WORK TO COMPLETE: After going through the data, give the number of lines that contain the word "trace" as your sole answer.

THE INPUT:
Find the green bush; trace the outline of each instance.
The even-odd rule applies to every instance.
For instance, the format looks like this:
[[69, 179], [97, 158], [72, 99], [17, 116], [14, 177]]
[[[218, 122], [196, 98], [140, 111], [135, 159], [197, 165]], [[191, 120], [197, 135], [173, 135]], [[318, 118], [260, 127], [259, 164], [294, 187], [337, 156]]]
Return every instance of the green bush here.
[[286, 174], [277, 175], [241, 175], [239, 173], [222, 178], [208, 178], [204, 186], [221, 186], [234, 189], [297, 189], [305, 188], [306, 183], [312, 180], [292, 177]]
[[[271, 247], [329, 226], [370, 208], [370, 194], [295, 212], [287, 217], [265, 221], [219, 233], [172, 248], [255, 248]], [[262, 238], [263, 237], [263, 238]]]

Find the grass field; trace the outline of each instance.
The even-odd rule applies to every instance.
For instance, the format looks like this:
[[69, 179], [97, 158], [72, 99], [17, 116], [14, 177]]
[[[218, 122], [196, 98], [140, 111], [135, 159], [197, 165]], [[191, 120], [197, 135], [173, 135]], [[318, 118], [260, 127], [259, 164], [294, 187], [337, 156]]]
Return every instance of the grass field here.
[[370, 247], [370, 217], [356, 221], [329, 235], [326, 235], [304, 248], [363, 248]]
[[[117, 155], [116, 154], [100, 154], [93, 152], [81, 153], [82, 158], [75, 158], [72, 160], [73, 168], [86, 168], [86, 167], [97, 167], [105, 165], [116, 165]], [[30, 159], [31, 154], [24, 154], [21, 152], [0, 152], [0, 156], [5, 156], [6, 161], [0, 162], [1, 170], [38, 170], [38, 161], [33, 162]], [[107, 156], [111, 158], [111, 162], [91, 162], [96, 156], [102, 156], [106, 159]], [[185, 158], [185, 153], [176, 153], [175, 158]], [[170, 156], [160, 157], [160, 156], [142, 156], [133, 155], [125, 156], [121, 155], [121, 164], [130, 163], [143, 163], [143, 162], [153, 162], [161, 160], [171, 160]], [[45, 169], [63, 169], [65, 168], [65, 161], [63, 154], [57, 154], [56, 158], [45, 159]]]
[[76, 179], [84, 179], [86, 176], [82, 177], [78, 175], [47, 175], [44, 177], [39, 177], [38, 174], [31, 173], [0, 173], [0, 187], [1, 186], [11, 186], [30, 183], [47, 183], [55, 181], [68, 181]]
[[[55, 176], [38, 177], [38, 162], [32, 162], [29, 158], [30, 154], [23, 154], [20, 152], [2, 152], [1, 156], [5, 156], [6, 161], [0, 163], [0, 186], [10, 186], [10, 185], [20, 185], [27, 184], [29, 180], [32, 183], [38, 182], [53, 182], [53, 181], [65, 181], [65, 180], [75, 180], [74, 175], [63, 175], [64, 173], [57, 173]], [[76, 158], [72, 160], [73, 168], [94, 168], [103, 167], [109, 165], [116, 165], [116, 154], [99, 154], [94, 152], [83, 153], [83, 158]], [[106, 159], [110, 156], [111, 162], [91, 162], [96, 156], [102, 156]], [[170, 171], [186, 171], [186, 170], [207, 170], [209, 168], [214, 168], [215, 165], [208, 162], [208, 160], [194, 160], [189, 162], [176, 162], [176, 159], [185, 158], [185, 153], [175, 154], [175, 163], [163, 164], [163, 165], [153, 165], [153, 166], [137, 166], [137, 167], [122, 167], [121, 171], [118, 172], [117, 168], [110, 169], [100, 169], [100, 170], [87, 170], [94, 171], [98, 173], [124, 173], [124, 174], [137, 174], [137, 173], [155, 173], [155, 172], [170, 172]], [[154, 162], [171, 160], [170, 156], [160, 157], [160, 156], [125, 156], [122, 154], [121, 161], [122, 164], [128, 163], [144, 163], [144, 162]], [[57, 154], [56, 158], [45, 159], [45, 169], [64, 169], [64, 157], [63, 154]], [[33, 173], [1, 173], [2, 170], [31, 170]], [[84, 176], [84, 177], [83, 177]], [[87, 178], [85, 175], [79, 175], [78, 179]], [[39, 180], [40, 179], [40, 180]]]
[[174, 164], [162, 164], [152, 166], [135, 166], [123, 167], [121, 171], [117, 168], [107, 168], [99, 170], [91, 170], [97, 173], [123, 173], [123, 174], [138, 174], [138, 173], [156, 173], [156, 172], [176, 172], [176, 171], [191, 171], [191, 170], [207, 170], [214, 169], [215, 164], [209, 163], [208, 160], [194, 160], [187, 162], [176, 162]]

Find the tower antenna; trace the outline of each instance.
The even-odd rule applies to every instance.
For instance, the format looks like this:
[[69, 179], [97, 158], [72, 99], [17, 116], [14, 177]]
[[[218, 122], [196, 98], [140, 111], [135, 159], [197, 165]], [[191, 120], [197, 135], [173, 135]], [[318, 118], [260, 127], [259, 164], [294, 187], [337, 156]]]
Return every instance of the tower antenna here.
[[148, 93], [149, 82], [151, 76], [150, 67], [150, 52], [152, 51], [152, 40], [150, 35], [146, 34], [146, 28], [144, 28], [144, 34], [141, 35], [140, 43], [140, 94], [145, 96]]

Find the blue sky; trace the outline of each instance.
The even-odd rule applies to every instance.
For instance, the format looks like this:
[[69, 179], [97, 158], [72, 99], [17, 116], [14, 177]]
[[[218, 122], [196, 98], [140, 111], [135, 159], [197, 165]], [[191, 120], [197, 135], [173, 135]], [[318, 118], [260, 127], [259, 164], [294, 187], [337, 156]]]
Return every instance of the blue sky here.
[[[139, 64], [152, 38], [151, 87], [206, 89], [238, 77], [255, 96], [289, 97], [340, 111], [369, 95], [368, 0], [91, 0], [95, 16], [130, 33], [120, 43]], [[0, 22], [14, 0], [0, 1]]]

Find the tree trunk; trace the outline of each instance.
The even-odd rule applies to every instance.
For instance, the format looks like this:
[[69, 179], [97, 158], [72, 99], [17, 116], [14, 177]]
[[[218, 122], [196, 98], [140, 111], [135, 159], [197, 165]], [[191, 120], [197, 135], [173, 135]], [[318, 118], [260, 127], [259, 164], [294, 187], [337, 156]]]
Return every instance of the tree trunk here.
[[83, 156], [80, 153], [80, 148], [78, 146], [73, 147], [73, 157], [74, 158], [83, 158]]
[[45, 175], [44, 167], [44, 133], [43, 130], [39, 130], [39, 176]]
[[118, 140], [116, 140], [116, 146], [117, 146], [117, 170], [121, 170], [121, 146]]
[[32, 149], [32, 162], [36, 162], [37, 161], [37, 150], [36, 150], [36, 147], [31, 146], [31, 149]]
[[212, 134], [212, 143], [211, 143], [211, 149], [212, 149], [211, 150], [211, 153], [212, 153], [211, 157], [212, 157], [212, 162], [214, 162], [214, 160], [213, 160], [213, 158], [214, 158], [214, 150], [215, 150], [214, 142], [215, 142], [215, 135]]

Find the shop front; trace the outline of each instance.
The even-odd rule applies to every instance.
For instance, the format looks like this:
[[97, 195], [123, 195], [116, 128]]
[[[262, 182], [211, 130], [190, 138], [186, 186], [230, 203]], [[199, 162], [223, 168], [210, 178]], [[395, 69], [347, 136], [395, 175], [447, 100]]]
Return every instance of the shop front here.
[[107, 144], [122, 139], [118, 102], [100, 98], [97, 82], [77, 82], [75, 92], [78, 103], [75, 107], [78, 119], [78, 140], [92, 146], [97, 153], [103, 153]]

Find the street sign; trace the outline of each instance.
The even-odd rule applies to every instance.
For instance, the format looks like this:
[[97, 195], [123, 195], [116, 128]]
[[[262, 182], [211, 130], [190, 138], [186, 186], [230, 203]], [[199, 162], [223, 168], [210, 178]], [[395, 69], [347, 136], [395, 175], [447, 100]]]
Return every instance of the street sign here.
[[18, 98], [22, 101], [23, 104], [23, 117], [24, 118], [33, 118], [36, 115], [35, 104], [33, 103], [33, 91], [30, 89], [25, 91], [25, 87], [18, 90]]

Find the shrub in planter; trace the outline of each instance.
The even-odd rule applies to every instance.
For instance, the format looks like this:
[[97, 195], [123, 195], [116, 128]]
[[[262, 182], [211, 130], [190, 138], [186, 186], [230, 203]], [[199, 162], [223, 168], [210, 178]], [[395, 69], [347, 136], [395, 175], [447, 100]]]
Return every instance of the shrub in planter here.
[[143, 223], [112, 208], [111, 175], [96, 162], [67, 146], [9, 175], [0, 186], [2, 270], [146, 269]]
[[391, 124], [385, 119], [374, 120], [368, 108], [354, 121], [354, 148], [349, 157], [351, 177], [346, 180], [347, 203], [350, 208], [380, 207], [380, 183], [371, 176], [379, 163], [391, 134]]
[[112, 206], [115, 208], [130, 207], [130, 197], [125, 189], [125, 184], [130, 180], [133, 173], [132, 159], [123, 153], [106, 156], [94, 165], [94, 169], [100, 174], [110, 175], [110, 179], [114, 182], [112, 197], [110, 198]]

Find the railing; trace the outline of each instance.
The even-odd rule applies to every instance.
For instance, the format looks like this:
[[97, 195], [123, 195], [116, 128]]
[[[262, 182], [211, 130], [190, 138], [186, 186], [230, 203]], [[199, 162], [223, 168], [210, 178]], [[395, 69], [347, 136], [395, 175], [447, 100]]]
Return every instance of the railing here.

OUTPUT: 9